[Begin]

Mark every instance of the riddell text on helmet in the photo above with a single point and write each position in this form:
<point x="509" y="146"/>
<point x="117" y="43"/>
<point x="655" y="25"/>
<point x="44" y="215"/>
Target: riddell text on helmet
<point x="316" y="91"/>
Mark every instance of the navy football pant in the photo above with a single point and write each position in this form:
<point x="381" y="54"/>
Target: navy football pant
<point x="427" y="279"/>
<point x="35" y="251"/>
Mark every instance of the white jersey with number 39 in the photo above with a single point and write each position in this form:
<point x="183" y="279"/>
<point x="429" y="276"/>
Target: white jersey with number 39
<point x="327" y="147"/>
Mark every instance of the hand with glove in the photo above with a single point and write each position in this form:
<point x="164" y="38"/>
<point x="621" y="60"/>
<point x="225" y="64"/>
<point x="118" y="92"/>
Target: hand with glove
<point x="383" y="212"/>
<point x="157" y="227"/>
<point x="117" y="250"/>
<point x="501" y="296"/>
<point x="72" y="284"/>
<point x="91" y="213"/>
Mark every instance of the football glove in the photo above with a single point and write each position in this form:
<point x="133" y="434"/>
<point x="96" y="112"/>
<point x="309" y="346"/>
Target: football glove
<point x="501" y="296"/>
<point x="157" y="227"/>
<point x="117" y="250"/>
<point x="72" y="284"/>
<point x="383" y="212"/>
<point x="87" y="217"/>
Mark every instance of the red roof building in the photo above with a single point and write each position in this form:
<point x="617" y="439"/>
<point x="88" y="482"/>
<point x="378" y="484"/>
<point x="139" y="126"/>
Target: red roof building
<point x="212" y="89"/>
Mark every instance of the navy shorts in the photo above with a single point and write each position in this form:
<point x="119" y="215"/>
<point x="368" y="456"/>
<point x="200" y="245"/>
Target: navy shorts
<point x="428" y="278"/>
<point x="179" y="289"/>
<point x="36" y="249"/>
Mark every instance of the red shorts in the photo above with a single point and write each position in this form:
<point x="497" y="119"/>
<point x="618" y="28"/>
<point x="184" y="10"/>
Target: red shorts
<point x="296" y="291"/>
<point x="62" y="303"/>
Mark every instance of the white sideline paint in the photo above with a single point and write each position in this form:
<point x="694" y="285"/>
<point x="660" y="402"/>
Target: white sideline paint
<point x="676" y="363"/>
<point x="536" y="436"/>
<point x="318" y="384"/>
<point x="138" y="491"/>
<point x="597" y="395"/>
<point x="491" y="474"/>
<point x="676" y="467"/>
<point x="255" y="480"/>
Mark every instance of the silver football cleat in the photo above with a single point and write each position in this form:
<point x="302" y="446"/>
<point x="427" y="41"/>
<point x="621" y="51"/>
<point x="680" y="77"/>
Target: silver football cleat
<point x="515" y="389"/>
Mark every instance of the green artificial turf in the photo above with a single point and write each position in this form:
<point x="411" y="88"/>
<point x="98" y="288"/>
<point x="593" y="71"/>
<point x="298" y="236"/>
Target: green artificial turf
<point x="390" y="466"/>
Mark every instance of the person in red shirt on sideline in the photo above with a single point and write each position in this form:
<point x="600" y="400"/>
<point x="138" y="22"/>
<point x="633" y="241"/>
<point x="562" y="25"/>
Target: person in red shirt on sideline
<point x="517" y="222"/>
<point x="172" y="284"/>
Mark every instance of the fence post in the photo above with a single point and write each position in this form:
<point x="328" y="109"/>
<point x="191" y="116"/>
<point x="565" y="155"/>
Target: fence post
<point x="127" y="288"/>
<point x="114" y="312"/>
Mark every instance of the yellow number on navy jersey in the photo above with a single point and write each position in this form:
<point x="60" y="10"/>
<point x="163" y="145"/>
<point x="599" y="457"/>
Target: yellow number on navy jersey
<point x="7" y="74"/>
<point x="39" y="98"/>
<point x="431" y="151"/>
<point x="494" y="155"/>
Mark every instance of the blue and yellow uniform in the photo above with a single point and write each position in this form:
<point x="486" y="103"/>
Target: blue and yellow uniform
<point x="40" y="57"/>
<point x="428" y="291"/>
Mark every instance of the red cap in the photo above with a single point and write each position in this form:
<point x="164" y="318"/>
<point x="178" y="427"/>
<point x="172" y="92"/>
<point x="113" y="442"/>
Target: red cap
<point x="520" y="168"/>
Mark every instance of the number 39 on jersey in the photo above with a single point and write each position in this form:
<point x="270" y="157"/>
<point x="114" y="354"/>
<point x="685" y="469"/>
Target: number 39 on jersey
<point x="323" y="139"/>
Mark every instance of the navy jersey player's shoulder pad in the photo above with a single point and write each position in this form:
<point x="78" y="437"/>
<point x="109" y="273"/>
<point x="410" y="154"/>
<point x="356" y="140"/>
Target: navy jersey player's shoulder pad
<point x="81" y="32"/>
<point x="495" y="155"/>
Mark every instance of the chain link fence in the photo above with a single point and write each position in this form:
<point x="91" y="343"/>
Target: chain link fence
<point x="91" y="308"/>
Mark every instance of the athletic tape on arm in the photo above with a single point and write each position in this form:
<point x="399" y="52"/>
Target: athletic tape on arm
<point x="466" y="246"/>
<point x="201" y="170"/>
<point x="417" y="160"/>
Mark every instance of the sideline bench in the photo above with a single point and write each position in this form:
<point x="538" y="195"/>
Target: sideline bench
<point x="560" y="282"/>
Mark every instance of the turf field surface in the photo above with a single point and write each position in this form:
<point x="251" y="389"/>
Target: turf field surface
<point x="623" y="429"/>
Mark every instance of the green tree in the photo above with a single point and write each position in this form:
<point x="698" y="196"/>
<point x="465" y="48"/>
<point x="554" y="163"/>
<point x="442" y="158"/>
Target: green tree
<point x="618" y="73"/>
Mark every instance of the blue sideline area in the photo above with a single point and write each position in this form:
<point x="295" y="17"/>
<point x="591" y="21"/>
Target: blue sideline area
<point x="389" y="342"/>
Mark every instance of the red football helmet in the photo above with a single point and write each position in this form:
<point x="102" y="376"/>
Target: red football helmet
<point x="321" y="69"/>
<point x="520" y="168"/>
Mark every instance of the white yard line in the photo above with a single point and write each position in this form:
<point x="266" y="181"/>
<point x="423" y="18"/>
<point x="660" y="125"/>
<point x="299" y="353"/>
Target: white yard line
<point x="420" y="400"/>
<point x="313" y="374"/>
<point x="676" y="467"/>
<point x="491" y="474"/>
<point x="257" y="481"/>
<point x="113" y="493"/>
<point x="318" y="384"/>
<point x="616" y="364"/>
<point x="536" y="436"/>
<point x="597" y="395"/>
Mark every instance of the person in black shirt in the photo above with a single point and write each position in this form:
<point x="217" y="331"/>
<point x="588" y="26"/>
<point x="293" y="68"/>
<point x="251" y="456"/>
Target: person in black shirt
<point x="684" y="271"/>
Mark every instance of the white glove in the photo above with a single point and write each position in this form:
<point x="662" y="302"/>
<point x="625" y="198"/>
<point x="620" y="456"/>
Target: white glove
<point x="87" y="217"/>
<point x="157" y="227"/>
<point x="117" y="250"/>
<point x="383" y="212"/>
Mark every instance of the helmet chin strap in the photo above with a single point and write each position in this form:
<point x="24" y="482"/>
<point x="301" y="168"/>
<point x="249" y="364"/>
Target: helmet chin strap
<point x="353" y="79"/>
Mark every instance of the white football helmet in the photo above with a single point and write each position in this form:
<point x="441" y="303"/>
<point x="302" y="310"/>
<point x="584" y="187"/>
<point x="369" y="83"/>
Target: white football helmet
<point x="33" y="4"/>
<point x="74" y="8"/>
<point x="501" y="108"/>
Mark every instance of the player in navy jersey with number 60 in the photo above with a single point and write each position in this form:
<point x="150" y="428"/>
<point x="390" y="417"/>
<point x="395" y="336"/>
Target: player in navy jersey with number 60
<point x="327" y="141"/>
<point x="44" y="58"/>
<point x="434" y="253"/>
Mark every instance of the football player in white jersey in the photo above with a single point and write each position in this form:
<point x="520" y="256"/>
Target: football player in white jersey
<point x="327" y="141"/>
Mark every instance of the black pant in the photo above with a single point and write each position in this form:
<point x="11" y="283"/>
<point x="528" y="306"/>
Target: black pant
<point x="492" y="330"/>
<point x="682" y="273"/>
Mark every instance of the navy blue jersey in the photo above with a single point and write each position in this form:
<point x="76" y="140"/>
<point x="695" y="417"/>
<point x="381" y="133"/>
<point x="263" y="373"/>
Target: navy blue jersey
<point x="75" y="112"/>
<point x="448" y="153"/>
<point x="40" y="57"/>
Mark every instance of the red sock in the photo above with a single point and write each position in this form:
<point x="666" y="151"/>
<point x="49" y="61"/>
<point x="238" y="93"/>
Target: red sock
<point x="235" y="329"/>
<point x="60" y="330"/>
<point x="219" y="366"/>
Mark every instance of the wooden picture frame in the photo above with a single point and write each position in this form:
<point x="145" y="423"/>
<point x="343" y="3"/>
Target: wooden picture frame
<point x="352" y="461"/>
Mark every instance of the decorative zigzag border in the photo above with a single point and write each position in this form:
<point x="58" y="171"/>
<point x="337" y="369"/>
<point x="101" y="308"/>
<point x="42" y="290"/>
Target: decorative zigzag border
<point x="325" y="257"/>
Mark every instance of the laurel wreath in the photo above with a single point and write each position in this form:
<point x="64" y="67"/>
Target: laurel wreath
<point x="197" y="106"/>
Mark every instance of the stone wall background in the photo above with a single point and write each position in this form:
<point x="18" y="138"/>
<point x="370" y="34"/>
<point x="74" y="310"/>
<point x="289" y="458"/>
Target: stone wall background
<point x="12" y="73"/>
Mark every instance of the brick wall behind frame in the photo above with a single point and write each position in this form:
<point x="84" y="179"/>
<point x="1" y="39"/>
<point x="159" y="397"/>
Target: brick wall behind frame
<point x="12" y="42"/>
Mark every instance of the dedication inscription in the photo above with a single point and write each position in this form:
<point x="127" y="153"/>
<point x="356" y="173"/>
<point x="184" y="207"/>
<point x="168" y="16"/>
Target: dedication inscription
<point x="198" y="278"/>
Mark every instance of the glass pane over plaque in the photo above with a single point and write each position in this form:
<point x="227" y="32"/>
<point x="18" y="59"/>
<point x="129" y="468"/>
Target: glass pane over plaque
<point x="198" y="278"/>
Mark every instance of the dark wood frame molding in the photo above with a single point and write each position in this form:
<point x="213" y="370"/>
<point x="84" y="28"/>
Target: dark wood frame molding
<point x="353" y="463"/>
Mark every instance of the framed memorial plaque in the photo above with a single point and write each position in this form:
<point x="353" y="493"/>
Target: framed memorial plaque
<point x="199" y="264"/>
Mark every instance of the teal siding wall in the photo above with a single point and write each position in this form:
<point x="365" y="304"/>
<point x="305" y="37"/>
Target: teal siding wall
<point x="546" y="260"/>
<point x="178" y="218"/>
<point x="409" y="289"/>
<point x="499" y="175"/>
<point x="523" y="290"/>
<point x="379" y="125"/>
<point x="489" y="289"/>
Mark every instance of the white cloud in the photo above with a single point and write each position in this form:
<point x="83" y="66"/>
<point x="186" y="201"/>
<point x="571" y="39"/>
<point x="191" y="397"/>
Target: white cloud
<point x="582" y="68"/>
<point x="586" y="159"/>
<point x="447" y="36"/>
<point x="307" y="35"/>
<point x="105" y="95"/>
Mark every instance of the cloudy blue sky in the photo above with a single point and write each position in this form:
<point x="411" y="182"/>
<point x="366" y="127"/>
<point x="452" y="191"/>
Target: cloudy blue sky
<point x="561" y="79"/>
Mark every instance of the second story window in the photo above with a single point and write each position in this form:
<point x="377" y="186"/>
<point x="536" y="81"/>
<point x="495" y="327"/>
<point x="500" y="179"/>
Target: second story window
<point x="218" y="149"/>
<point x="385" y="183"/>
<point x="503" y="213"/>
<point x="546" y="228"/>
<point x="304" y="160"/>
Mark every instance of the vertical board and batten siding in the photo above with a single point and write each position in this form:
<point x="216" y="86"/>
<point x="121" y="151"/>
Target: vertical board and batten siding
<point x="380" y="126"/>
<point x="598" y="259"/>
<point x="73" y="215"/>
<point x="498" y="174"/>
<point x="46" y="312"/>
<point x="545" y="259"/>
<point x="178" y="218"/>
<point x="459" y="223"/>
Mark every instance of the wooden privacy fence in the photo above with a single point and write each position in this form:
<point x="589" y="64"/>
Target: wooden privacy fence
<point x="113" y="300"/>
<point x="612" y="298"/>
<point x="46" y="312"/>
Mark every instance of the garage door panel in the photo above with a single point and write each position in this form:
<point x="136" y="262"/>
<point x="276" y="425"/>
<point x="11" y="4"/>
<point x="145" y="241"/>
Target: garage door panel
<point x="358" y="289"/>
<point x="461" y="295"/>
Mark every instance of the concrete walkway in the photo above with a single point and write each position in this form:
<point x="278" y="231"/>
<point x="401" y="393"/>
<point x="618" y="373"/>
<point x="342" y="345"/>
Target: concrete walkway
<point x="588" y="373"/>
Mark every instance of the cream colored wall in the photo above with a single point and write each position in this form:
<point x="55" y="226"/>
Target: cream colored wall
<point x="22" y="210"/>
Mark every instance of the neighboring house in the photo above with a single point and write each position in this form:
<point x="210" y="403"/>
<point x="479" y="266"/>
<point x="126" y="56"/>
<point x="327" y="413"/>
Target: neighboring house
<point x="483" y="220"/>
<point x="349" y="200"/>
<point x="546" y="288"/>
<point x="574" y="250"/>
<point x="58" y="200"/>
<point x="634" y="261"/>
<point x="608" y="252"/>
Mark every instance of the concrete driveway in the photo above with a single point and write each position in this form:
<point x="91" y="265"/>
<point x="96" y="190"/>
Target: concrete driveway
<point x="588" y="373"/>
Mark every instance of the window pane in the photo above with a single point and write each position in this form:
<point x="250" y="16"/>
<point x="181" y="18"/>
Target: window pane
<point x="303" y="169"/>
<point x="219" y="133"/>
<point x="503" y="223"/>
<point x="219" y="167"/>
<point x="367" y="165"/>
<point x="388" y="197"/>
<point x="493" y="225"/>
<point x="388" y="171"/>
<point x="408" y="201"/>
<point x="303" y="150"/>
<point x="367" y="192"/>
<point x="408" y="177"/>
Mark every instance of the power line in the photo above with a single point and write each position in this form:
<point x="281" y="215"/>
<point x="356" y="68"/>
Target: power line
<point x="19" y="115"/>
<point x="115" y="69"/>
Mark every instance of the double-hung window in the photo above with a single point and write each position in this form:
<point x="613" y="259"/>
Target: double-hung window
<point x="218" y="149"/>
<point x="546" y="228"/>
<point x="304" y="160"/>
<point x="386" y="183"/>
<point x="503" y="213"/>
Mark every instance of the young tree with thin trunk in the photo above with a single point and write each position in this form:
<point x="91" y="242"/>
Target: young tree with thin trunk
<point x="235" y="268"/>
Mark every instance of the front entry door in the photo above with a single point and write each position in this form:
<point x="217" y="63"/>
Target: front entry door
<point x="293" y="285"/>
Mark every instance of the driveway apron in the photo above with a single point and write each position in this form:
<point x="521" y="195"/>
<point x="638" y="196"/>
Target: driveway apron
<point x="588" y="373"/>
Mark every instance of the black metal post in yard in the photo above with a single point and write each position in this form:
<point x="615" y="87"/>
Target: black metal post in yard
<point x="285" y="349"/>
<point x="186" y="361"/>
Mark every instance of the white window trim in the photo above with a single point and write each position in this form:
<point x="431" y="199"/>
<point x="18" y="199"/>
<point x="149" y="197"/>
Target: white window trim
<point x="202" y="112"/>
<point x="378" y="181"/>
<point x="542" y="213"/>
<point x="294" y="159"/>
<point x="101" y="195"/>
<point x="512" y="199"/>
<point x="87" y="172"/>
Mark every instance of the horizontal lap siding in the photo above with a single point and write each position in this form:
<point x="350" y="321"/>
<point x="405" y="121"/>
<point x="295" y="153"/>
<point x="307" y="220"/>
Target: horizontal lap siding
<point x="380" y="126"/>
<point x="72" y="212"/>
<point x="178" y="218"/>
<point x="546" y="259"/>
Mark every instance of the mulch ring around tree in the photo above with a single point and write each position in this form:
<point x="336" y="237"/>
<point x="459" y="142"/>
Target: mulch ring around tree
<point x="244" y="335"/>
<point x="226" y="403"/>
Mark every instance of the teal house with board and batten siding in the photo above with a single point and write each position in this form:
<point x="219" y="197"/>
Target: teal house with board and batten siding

[End]

Reproduce the listing above without any change, from the line containing "Mark every instance of the teal house" through the final line of the listing.

## Worked answer:
Mark every instance of the teal house with board and batten siding in the photo above with a single point and write each position in this form:
<point x="219" y="197"/>
Target: teal house with board and batten siding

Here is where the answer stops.